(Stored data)

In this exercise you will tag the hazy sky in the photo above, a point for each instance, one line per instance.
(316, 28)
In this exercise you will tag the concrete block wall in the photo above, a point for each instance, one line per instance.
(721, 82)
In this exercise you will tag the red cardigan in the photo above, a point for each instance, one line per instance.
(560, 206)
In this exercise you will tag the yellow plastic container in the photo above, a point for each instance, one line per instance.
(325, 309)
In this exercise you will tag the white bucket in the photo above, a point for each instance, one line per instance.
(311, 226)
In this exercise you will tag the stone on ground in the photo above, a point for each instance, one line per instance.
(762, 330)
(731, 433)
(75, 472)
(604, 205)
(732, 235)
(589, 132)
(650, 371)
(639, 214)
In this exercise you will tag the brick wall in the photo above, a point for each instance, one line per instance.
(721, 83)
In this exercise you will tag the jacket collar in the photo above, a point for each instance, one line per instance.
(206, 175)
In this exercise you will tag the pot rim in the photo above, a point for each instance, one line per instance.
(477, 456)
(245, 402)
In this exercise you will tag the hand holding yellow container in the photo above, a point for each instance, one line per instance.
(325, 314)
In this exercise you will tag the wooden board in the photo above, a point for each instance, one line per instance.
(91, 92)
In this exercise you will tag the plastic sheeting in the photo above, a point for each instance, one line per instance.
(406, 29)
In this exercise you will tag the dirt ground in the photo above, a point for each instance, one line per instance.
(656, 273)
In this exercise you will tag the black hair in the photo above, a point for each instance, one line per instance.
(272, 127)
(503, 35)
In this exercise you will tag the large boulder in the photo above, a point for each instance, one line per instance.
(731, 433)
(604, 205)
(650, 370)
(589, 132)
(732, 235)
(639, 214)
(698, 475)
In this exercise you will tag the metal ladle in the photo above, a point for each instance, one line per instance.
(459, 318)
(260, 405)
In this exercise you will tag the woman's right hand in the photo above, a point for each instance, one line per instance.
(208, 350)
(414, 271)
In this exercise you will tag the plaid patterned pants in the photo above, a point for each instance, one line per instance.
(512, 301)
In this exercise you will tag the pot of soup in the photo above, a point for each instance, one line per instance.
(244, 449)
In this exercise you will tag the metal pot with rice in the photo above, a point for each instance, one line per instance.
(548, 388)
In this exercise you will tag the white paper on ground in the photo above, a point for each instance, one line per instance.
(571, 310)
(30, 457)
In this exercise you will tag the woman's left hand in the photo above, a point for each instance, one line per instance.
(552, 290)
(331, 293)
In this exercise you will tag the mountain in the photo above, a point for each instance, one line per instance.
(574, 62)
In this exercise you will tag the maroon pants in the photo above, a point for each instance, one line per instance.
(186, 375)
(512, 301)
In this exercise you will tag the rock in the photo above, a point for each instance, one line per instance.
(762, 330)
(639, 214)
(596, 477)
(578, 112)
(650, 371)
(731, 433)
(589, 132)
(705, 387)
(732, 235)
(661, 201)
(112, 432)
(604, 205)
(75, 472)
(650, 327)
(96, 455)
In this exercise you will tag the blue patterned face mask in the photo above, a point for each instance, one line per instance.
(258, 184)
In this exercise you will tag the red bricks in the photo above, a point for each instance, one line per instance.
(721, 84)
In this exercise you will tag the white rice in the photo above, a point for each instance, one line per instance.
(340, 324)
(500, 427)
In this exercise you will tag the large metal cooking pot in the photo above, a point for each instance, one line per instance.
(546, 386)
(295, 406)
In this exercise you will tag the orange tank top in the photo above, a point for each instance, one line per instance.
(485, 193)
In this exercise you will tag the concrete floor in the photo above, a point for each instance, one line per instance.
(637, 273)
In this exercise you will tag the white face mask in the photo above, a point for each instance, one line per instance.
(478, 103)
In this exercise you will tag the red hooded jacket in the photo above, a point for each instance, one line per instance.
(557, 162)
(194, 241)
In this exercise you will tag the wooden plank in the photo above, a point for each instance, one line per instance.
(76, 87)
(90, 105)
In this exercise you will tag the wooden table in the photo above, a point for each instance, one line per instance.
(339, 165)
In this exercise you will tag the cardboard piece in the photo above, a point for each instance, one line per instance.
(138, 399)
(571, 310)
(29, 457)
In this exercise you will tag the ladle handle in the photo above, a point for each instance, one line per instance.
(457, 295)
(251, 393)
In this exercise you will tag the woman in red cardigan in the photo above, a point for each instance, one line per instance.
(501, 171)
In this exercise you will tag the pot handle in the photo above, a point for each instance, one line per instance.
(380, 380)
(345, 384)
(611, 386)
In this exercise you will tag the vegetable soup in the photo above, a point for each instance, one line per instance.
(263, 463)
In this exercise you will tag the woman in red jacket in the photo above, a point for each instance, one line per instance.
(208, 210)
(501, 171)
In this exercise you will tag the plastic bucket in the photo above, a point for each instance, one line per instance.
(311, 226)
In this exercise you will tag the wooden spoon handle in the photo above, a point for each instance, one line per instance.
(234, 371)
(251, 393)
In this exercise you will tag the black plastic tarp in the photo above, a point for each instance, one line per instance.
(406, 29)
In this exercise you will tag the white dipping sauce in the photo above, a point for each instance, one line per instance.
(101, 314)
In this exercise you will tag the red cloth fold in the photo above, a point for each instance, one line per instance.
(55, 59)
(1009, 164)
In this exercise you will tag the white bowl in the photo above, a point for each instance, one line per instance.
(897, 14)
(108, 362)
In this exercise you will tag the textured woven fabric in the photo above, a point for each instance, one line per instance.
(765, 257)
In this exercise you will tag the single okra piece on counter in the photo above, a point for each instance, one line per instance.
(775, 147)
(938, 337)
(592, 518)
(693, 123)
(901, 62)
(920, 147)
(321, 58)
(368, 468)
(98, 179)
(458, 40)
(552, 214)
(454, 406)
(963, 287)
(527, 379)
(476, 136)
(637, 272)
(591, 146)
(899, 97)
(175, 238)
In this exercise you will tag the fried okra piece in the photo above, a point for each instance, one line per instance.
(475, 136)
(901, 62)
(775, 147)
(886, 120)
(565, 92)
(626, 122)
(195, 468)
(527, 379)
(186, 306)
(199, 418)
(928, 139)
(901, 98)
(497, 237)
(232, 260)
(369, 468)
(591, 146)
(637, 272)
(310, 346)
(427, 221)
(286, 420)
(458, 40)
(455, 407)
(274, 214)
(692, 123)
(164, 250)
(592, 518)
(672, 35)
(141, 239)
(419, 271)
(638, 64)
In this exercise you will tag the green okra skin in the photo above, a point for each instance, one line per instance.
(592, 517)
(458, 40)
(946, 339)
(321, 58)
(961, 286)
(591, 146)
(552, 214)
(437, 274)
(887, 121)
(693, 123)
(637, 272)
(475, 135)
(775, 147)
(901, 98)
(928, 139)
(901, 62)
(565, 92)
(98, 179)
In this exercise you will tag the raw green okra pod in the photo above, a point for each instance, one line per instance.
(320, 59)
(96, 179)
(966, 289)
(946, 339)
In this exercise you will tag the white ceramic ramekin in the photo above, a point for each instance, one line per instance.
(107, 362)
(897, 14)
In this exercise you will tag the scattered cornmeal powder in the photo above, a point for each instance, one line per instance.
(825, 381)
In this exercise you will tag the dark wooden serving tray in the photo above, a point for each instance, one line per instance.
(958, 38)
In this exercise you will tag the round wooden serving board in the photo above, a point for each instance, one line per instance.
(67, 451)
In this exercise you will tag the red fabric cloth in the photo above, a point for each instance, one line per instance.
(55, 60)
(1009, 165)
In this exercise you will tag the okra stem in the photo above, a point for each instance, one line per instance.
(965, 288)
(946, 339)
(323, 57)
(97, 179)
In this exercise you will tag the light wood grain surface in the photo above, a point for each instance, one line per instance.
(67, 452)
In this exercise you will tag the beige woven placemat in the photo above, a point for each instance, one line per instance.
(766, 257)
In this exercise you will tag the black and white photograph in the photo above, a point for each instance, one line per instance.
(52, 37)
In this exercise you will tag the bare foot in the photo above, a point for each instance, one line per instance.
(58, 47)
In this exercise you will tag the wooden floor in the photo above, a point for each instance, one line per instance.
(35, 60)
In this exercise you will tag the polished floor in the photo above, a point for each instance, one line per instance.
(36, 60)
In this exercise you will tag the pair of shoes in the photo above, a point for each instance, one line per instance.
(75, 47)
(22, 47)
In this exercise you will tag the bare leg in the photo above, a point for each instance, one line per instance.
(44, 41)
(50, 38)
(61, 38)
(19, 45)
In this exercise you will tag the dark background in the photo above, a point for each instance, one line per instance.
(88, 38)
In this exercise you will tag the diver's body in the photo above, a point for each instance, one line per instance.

### WRITTEN EXERCISE
Locate the line that contains "In this exercise you will tag the red fabric". Repeat it and every line after it, up to and including the final line, exactly.

### FULL ANSWER
In this exercise you will tag the red fabric cloth in the photo above, a point for each instance, one line per instance.
(55, 60)
(1009, 165)
In this exercise you will tag the okra stem in the photo above, a point for each instance, one line per instance.
(965, 288)
(946, 339)
(323, 57)
(97, 179)
In this exercise you will tag the light wood grain surface in the photo above, a point for each instance, one line per instance.
(67, 452)
In this exercise you will tag the beige woven placemat in the photo above, a point for each instance, one line per instance.
(766, 257)
In this exercise you will tag the black and white photograph in the photo above, a point for each instance, one line per instance.
(52, 37)
In this exercise you will tag the bare foot in the photo above, a point for each instance, one line per instance.
(58, 47)
In this exercise you will tag the wooden floor in the photo above, a point for each instance, one line per instance.
(35, 60)
In this exercise you will tag the polished floor in the photo above, a point for each instance, one line per instance.
(36, 60)
In this exercise you will tag the pair of shoes in the photo above, a point for each instance, one line per instance.
(75, 47)
(22, 47)
In this exercise you will tag the bare leg in the photo above, a point for each instance, one line per instance.
(44, 41)
(50, 38)
(61, 38)
(19, 45)
In this exercise you will tag the dark background in the photo above, a point for each instance, one line per instance.
(88, 38)
In this exercise you will tag the diver's body in the photo above, a point for each instance, one line per instance.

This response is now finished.